#### [The request]
In every one of the items below, replace "segmenter" with "segmentation tool" and leave everything else unchanged.

#### [Records from a collection]

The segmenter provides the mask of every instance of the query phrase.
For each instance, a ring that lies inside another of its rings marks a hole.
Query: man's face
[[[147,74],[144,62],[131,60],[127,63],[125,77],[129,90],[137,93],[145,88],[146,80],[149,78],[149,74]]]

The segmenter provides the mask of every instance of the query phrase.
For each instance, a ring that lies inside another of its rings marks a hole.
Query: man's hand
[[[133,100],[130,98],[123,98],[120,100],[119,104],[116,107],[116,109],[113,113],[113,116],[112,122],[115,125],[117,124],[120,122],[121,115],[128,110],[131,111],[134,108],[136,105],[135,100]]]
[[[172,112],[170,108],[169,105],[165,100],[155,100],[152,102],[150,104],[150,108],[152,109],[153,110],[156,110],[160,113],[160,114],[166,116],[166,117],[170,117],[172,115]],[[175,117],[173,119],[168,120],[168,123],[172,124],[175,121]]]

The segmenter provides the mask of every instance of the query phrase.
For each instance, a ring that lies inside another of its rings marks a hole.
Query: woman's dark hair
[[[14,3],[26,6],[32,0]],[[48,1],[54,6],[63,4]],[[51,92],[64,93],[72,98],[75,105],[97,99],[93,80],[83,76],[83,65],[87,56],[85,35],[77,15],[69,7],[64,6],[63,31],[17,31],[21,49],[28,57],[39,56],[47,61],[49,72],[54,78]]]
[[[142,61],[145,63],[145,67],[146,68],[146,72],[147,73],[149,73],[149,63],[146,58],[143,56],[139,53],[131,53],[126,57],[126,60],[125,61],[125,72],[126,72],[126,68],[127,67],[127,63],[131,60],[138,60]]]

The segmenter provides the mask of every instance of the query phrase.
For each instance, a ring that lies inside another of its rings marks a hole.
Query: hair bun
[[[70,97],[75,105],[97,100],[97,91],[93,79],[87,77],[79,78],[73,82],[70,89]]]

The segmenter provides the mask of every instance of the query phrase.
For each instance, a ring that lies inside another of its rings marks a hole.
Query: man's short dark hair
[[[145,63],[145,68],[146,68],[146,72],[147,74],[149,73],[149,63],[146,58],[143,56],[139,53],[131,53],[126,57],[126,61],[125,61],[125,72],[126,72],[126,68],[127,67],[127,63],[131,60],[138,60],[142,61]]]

#### [Completed task]
The segmentation tool provides the mask of every instance of the query phrase.
For each instance, a ring that lies inside another of its rings marks a hole.
Query: man's face
[[[147,74],[144,62],[131,60],[127,63],[125,77],[129,90],[137,93],[145,88],[146,80],[149,78],[149,74]]]

The segmentation tool provides the mask of every instance of the query phrase.
For each instance, a ring that lies inside another of its rings marks a hole.
Query: man's hand
[[[133,100],[130,98],[123,98],[120,100],[119,104],[116,107],[116,109],[113,113],[113,116],[112,122],[115,125],[117,124],[120,122],[121,115],[128,110],[131,111],[134,108],[136,105],[135,100]]]
[[[172,112],[170,108],[169,105],[165,100],[155,100],[152,102],[150,104],[150,108],[152,109],[153,110],[156,110],[160,113],[160,114],[166,116],[166,117],[170,117],[172,115]],[[175,117],[173,119],[168,120],[168,123],[172,124],[175,121]]]

The segmentation tool provides the mask of every instance of the query phrase.
For each instance, a ring that lies inside another of its rings marks a hole.
Query: woman's dark hair
[[[14,3],[26,6],[32,0]],[[48,1],[54,6],[63,4]],[[51,92],[64,93],[72,98],[75,105],[97,99],[93,80],[83,76],[83,65],[87,56],[85,35],[77,15],[69,7],[64,6],[63,31],[17,31],[21,49],[28,57],[39,56],[47,61],[49,72],[54,78]]]
[[[142,61],[145,63],[145,67],[146,68],[146,72],[147,73],[149,73],[149,63],[146,58],[143,56],[139,53],[131,53],[126,57],[126,60],[125,61],[125,72],[126,72],[126,68],[127,67],[127,63],[131,60],[138,60]]]

The segmentation tool provides the mask of every instance of the query phrase.
For each instance, a ring that lies inside another of its rings marks a hole.
Query: hair bun
[[[70,97],[75,105],[97,100],[97,91],[93,79],[87,77],[79,78],[73,82],[70,89]]]

The segmentation tool provides the mask of every instance of the query phrase.
For each instance, a ring that lies inside another of its rings marks a hole.
Query: man's short dark hair
[[[145,63],[145,68],[146,68],[146,72],[147,74],[149,73],[149,63],[146,58],[143,56],[139,53],[131,53],[126,57],[126,61],[125,61],[125,72],[126,72],[126,68],[127,67],[127,63],[131,60],[138,60],[142,61]]]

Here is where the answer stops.